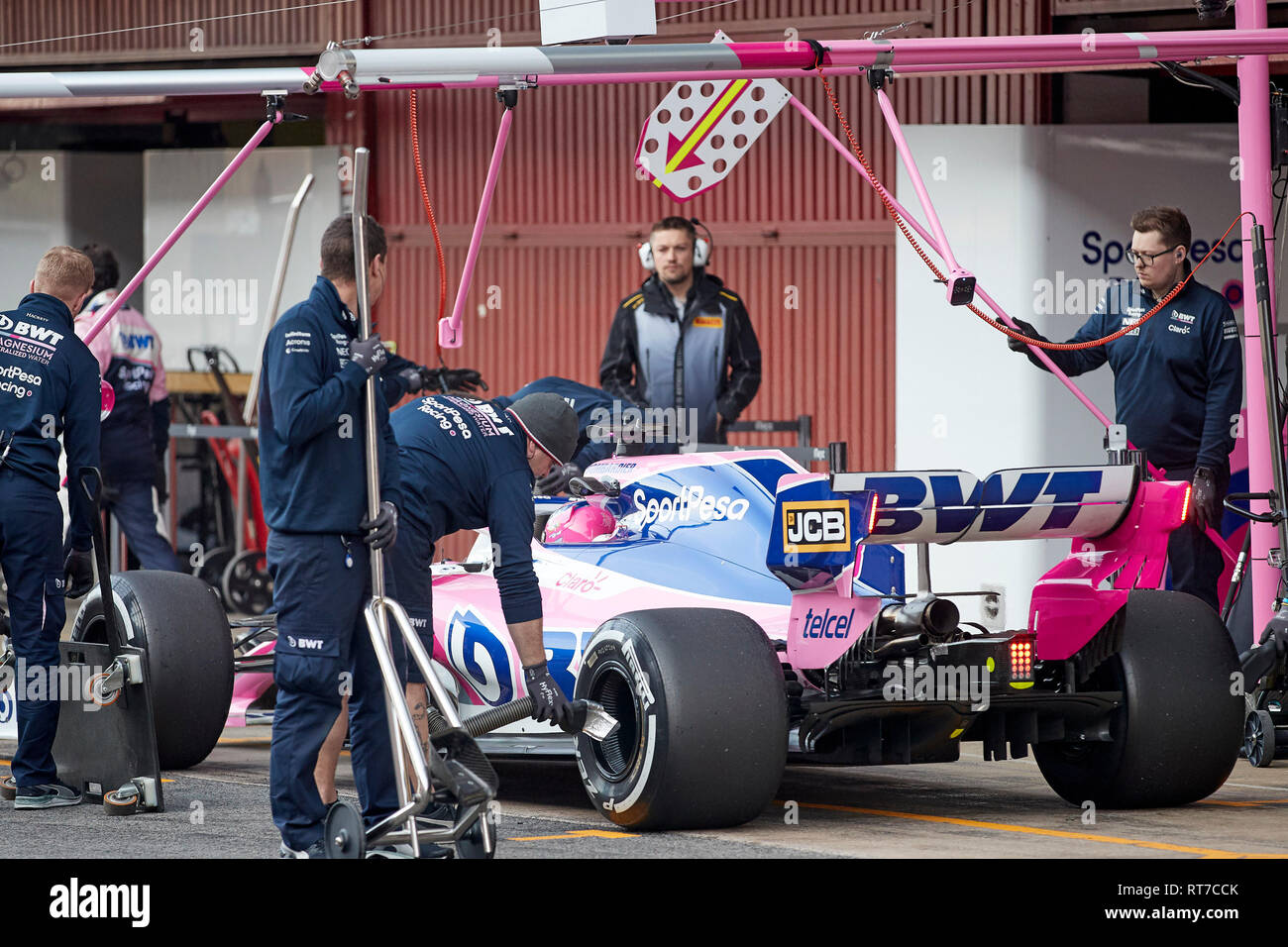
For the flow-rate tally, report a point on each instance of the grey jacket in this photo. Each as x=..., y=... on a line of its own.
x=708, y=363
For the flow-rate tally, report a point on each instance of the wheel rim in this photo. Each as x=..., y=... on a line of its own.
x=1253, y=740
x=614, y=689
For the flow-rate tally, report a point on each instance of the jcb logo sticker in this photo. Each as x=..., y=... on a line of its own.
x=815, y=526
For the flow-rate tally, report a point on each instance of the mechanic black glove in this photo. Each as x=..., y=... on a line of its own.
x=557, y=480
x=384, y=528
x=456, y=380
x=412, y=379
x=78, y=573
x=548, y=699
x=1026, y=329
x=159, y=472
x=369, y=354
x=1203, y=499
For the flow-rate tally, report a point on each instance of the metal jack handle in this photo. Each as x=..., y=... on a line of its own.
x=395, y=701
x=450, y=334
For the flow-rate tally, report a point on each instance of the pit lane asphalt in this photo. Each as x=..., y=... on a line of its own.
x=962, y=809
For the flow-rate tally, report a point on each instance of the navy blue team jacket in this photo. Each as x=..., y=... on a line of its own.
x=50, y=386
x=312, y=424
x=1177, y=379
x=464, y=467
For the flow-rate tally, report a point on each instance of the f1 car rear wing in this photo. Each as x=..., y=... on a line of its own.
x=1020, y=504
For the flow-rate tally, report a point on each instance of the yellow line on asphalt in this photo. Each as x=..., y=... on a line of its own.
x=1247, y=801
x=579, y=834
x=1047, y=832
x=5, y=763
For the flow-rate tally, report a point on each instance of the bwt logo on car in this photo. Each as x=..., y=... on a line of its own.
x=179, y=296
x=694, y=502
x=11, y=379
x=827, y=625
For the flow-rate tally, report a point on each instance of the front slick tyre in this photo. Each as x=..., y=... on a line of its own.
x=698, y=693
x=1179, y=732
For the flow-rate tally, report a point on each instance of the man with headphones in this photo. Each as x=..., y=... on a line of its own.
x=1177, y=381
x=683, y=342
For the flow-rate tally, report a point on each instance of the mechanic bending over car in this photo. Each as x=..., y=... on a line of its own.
========================
**About this task:**
Find the line that contains "the bwt logo" in the data above. Reproduce it and every later line exactly, through the last one.

**Written response:**
For the flow-rate tally, report a point on each instance of the bwt logo on car in this photo. Each as x=..., y=... on a line of its own.
x=179, y=296
x=694, y=502
x=11, y=379
x=827, y=625
For the flow-rate tally, report a point on each instance of the front slick tyre in this photo. Each as x=..., y=... on a line of its own.
x=698, y=693
x=1179, y=732
For the flow-rate tally, report a point on each instance of the man with headphones in this photo. Each as x=..., y=... on a line of its own.
x=1177, y=381
x=683, y=342
For the flow-rate tally, report a point on each instance of the mechanic bending over car in this photo. Each as x=..., y=... on a line of its own.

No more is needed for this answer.